Dealing with an ArrayStoreException
Object[] o = "a;b;c".split(";");
o[0] = 42;
throws
java.lang.ArrayStoreException: java.lang.Integer
while
String[] s = "a;b;c".split(";");
Object[] o = new Object[s.length];
for (int i = 0; i < s.length; i++) {
o[i] = s[i];
}
o[0] = 42;
doesn't.
Is there any other way to deal with that exception without creating a temporary String[]
array?
Solution 1:
In Java an array is also an object.
You can put an object of a subtype into a variable of a supertype. For example you can put a String
object into an Object
variable.
Unfortunately, the array definition in Java is somehow broken. String[]
is considered a subtype of Object[]
, but that is wrong! For a more detailed explanation read about "covariance and contravariance", but the essence it this: A type should be considered a subtype of another type only if the subtype fulfills all obligations of the supertype. That means, that if you get a subtype object instead of a supertype object, you should not expect behavior contradictory to supertype contract.
Problem is that String[]
only supports a part of Object[]
contract. For example you can read Object
values from Object[]
. And you can also read Object
values (which happen to be String
objects) from String[]
. So far so good. Problem is with the other part of contract. You can put any Object
into Object[]
. But you cannot put any Object
into String[]
. Therefore, String[]
should not be considered a subtype of Object[]
, but Java specification says it is. And thus we have consequences like this.
(Note that a similar situation appeared again with the generic classes, but this time it was solved correctly. List<String>
is not a subtype of List<Object>
; and if you want to have a common supertype for these, you need List<?>
, which is read-only. This is how it should be also with arrays; but it's not. And because of the backwards compatibility, it is too late to change it.)
In your first example the String.split
function creates a String[]
object. You can put it into a Object[]
variable, but the object remains String[]
. This is why it rejects an Integer
value. You have to create a new Objects[]
array, and copy the values. You could use the System.arraycopy
function to copy the data, but you cannot avoid creating the new array.
Solution 2:
No, there is no way to avoid copying the array that split
returns.
The array that split
returns is actually a String[]
, and Java allows you to assign that to a variable of type Object[]
. It still is really a String[]
however, so when you try to store something else than a String
in it, you'll get an ArrayStoreException
.

▸ **RECORD SET**
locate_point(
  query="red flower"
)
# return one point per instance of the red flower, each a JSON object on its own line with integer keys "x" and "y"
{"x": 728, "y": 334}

▸ **DIRECTION 1**
From the ArrayStoreException thread, set down the passage starting at "In your first" and ending at "the new array.", word for word.
▸ **DIRECTION 2**
Recast the listing that follows the ArrayStoreException thread as a JSON list of strings, one string per line, omitting blank lines.

▸ **WORKED ANSWER 1**
In your first example the String.split
function creates a String[]
object. You can put it into a Object[]
variable, but the object remains String[]
. This is why it rejects an Integer
value. You have to create a new Objects[]
array, and copy the values. You could use the System.arraycopy
function to copy the data, but you cannot avoid creating the new array.

▸ **WORKED ANSWER 2**
[
  "locate_point(",
  "  query=\"red flower\"",
  ")",
  "# return one point per instance of the red flower, each a JSON object on its own line with integer keys \"x\" and \"y\"",
  "{\"x\": 728, \"y\": 334}"
]